[Begin SOURCE EXCERPT]

Tax Lien Terms to Know

  • Unpaid — A tax lien has been issued due to unpaid taxes, and the debt has not yet been paid. Tax liens with this status will likely remain on your credit reports forever.
  • Paid or Released — The tax owed has been paid, so the lien (government claim on property) has been released. Tax liens with this status will usually remain on credit reports for 7 year from the date when the lax lien was paid.
  • Withdrawn — The tax authority has withdrawn the public record of the tax lien. Tax liens with this status do not appear on credit reports.
Want to learn all about building your credit and how you can make the most of your credit cards? Check out our Learn section here.

Q&A Video: How Can I Remove a Tax Lien from My Credit Report?

How Tax Liens Affect Your Credit Reports

Tax liens are one of the most difficult credit issues for a consumer to overcome. Since FICO and VantageScore consider a tax lien to be a derogatory item, it’s likely that a lien will lower your credit scores. Even when a tax lien is paid and released, you will likely continue to see it negatively impact your credit scores for many years as long as it’s on your credit files.

Unfortunately, there is a strong possibility that an unpaid tax lien will stay on your credit reports forever.

Tax liens, unlike regular collection accounts, are not required by law to be removed from your credit reports after 7 years. In fact, the Fair Credit Reporting Act (the federal law which governs credit reporting) says that a tax lien is not to be removed from credit reports until 7 years from the date the lien is paid and released. Unpaid tax liens can remain indefinitely. In layman’s terms…FOREVER.

Differences Between Federal and State Tax Liens

If you currently have outstanding federal tax liens, there is some good news. There is a way to have paid federal tax liens removed from your credit reports prior to 7 years from the date when the lien is released. In 2011, the IRS introduced the Fresh Start Program, which contained a new policy regarding the way the IRS handles federal tax liens.

Under this program, if a taxpayer pays his or her outstanding tax bill in full, then the IRS will allow for the lien to be withdrawn upon request by the taxpayer. There is even a chance for certain eligible taxpayers to have their federal liens withdrawn by the IRS once they have entered into a payment arrangement (agreeing to pay the tax obligation in full) and have made a minimum of 3 payments.

[End SOURCE EXCERPT]
[Begin ENTRIES SHOWN]

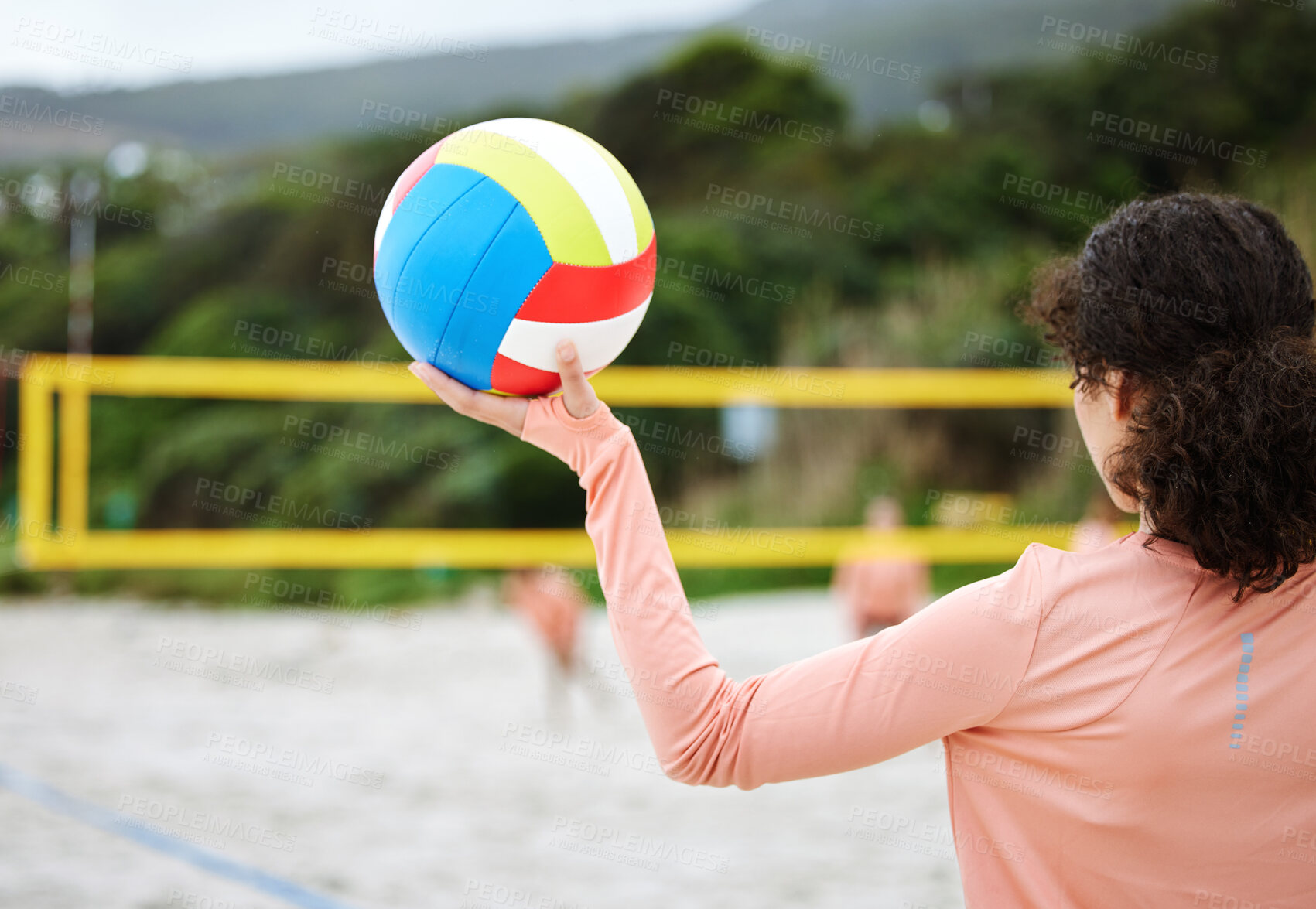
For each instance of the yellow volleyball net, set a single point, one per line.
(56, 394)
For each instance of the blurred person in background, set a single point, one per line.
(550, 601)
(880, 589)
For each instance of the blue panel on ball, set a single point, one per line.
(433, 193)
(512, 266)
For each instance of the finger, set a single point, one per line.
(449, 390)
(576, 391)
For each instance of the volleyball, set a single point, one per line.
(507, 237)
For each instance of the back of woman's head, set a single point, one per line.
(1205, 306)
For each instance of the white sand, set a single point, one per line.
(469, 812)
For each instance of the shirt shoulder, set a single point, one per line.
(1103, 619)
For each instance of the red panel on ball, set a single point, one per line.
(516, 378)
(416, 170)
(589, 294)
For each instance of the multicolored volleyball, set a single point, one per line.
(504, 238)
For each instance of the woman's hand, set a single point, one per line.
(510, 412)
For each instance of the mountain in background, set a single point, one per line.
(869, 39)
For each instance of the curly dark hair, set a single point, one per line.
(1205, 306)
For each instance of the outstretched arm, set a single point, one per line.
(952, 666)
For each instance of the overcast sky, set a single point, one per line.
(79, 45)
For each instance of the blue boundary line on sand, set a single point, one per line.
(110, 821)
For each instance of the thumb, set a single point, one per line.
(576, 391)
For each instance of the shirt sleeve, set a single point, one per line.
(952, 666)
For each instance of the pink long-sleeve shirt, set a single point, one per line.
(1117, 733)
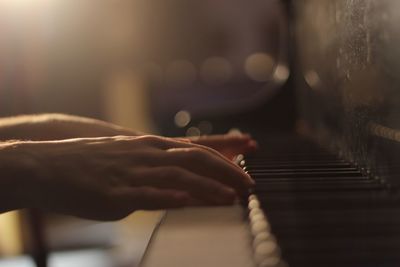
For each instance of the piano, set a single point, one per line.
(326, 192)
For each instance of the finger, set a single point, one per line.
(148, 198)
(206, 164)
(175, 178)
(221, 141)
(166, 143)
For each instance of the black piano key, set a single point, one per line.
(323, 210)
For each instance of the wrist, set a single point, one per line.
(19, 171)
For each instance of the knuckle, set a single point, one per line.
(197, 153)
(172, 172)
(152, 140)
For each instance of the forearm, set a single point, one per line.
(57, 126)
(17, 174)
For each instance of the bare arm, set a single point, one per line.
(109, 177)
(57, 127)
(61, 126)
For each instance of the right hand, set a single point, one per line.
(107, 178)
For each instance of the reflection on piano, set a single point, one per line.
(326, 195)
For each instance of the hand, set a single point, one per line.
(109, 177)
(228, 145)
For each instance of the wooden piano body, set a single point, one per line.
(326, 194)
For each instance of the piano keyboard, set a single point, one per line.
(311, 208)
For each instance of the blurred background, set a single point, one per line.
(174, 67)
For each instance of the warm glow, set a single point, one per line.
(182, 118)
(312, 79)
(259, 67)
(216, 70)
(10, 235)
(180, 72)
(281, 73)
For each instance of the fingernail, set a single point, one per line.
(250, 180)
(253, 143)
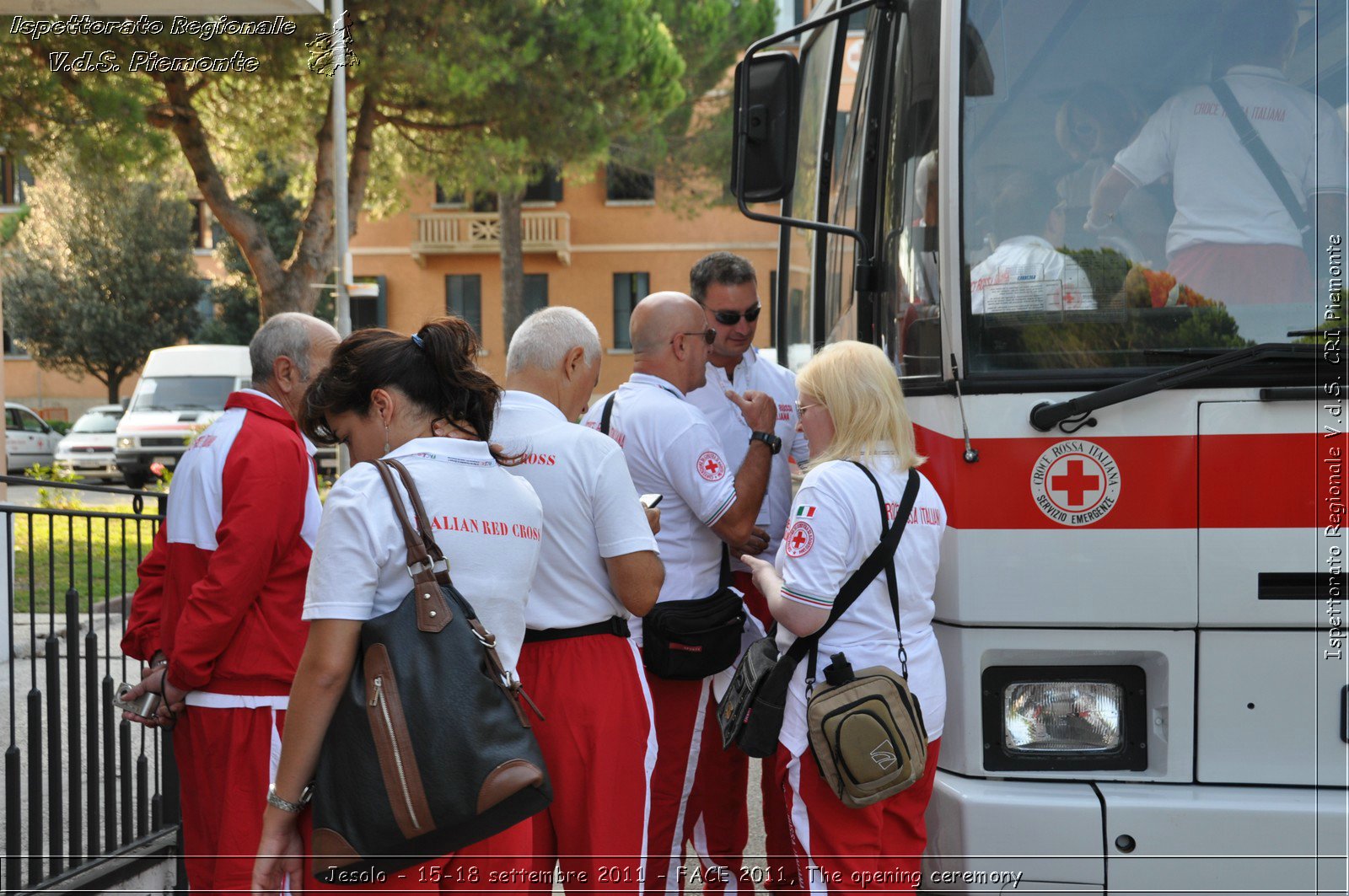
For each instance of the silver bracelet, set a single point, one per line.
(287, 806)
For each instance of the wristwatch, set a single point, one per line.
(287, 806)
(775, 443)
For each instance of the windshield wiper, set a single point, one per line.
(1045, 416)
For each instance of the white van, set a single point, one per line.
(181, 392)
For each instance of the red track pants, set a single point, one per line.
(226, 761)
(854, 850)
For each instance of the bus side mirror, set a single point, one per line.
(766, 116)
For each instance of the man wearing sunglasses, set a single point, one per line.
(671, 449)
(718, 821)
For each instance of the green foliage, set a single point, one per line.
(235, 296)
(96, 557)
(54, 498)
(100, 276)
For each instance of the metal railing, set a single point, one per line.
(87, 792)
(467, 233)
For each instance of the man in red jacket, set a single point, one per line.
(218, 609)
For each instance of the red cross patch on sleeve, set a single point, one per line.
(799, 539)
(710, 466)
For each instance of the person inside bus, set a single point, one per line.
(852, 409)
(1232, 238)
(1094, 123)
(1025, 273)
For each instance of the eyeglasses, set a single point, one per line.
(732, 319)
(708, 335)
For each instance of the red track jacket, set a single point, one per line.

[End ENTRIES SHOWN]

TASKS FOR THIS EXERCISE –
A: According to the tax lien excerpt, in what year did the IRS introduce the Fresh Start Program?
B: Write the next part of the tax lien excerpt, starting after its last sentence.
The material plays no part in what follows.

ANSWERS IN ORDER –
A: 2011

B:
Once your tax lien has been withdrawn, you can notify all 3 credit bureaus to request that the lien be removed from your reports. The credit bureaus do not currently report withdrawn tax liens on consumer credit reports.

The IRS’s tax lien policy does not apply to state tax liens. Still, if you have paid a state tax lien then you can always request a withdrawal from your state. While there is no guarantee that you will receive a withdrawal of a state tax lien after it is paid, it certainly can’t hurt to ask.

If you are eligible to have a state tax lien removed from your credit report, you can follow the procedure below to attempt to have a it removed from your credit reports. Otherwise, you will need to wait until 7 years from the date of release for the lien to be removed from your credit reports.

Remember: paying your tax lien will immediately release it, but this does not automatically withdraw it from your credit report. You must be meet certain conditions to be eligible for an early withdrawal.

Getting a tax lien removed from your credit report is not always possible, and the process is complex and potentially lengthy. We’ve put together a list of the steps you should take to have the best chance of having your lien removed. The process is very similar for both federal and state tax liens, but you’ll be using different types of documents for each. If you’re only concerned about a federal tax lien, skip the next section.

State Tax Office Contact Information

Each state has its own policies when it comes to tax liens and credit reports. Click the state’s name to contact your tax office for more information about your options.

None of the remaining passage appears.